● YOUR TASK
Each line below should be quoted exactly, please.

● DATA LISTING

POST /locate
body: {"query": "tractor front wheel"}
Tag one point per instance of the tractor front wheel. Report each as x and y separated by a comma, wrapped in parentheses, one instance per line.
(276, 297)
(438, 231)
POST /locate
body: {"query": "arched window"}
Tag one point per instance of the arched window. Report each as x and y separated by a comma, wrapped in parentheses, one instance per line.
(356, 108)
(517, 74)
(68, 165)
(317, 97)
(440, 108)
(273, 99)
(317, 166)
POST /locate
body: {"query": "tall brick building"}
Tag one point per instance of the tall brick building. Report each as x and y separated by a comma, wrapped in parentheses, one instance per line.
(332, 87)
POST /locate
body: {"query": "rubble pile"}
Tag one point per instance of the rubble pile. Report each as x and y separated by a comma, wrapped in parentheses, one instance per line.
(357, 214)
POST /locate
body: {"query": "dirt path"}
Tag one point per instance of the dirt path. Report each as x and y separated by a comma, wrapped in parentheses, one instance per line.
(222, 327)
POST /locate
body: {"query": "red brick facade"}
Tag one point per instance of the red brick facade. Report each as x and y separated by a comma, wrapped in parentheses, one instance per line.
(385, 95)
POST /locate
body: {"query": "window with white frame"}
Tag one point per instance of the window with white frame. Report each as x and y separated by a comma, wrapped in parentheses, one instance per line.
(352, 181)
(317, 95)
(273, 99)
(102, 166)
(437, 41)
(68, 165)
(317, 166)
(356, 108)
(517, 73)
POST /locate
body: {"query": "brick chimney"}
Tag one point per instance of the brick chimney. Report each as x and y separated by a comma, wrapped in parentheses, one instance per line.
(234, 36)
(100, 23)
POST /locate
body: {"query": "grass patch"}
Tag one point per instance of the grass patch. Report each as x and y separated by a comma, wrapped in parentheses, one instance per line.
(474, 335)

● ANSWER TO THE EXERCISE
POST /locate
body: {"query": "tractor front wheel"}
Tag one point per instance of the tractor front wheel. Report each as x and y separated by a comma, wrapped in parentheses, one instance per line.
(276, 297)
(438, 231)
POST /locate
body: {"query": "arched window"}
Tag one point per instance of the arched window. Report each as x and y separated by a comma, wrapped in parentheses, one instance per line.
(356, 108)
(517, 74)
(68, 165)
(317, 97)
(440, 108)
(273, 99)
(317, 166)
POST /locate
body: {"query": "tall brick building"}
Tag one point per instance of the tall brick building. Report each as x and y separated by a comma, wrapped in parentheses, one instance per line.
(332, 87)
POST /locate
body: {"query": "rubble pile"}
Tag one point per instance of the rubble pile. Report each as x and y separated by a comma, wrapped in parentheses, one instance per line.
(357, 214)
POST /locate
body: {"query": "dirt path"}
Tag one point per instance of the dirt path. Report each as x and y separated by a comma, wrapped in parentheses, one instance per line.
(222, 327)
POST /locate
body: {"query": "red brick facade"}
Tag one point per instance of the red brick facade. Report each as x and y separated by a comma, wrapped in parentheses, one instance per line.
(385, 95)
POST /locate
body: {"query": "window with white frame"}
Tag one point per instance of the window with white frame. Report each as x and y separated by a comma, wrapped in parentheses, one instance per line.
(352, 181)
(317, 95)
(273, 99)
(102, 166)
(437, 41)
(68, 165)
(317, 166)
(356, 108)
(517, 73)
POST /locate
body: {"query": "brick chimney"}
Tag one point per instance of the brick chimney. Report each as x and y separated by a comma, wrapped in parentheses, one instance per line.
(234, 36)
(100, 23)
POST /locate
body: {"query": "grass patch"}
Tag one point per instance of the grass patch. Report each as x and y separated by a comma, wrapped in parentheses, one instance per line.
(474, 335)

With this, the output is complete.